P - Após a eclosão, em quanto tempo a larva se torna mosquito?

R - Esse período de desenvolvimento varia muito de acordo com a temperatura e a disponibilidade de alimento. A uma temperatura média de 26ºC e com suficiente quantidade de alimento, a duração de ovo adulto varia entre 12 e 15 dias; já a larva adulta, de 8 a 12 dias em média.

P - Em ambiente urbano, após os ovos serem depositados, quanto tempo duram fora d'água?

R- O ovo é uma fase de resistência do Aedes aegypti. Ele pode permanecer em período de quiescência (forma de dormência devido às condições adversas, como a falta de água) por um ano ou mais. Lógico que quanto mais tempo ele permanecer nessa condição, menor a sua sobrevivência. Até 120 dias aproximadamente em quiescência é possível ocorrer uma sobrevivência em torno de 80 a 90%, diminuindo a sobrevivência com o aumento da quantidade de dias. Após um ano, a sobrevivência pode alcançar 10% ou menos.

• _Dados fornecidos_
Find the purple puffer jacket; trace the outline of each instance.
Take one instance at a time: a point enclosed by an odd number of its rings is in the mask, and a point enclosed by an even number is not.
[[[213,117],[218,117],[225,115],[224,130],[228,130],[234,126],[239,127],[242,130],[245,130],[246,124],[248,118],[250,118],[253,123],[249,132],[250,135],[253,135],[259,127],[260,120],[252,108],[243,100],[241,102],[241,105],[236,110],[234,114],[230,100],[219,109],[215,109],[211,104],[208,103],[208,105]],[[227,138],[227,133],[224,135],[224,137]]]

==

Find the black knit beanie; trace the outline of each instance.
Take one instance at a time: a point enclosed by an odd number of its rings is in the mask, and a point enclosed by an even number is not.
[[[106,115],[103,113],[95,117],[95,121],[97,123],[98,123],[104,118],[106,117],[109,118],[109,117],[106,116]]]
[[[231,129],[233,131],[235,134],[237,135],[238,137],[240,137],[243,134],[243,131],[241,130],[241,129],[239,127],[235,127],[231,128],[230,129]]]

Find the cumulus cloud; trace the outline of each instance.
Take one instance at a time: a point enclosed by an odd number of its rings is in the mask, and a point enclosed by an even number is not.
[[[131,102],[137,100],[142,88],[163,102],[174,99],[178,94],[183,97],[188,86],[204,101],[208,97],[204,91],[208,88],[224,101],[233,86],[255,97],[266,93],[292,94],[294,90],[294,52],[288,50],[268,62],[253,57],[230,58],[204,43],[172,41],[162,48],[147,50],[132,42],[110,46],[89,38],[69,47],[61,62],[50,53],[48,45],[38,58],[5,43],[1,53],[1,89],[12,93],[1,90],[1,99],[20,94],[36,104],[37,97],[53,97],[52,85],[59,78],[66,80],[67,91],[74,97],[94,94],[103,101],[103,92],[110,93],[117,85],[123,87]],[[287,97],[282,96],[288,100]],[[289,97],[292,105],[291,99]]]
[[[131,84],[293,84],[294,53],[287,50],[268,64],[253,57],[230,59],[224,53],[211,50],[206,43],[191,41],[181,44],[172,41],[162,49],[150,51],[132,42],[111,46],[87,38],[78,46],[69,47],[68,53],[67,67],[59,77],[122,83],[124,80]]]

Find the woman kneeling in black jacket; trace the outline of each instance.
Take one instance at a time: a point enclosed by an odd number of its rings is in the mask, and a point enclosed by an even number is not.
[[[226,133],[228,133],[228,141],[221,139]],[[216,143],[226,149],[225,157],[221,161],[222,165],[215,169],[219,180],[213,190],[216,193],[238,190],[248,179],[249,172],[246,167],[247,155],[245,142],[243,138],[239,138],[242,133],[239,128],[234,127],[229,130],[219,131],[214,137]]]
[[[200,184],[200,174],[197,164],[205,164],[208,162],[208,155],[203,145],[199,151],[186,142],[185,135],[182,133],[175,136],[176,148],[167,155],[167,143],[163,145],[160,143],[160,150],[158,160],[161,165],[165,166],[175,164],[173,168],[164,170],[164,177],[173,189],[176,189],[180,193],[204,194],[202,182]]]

• _O que fazer_
Responda às perguntas abaixo com base no texto sobre o Aedes aegypti.
1. A 26ºC e com alimento suficiente, quantos dias dura o desenvolvimento de ovo a adulto?
2. Em quiescência, até quantos dias aproximadamente a sobrevivência dos ovos fica em torno de 80 a 90%?
3. Após um ano, a que percentual pode chegar a sobrevivência?

• _Resposta_
1. Entre 12 e 15 dias.
2. Até 120 dias aproximadamente.
3. A 10% ou menos.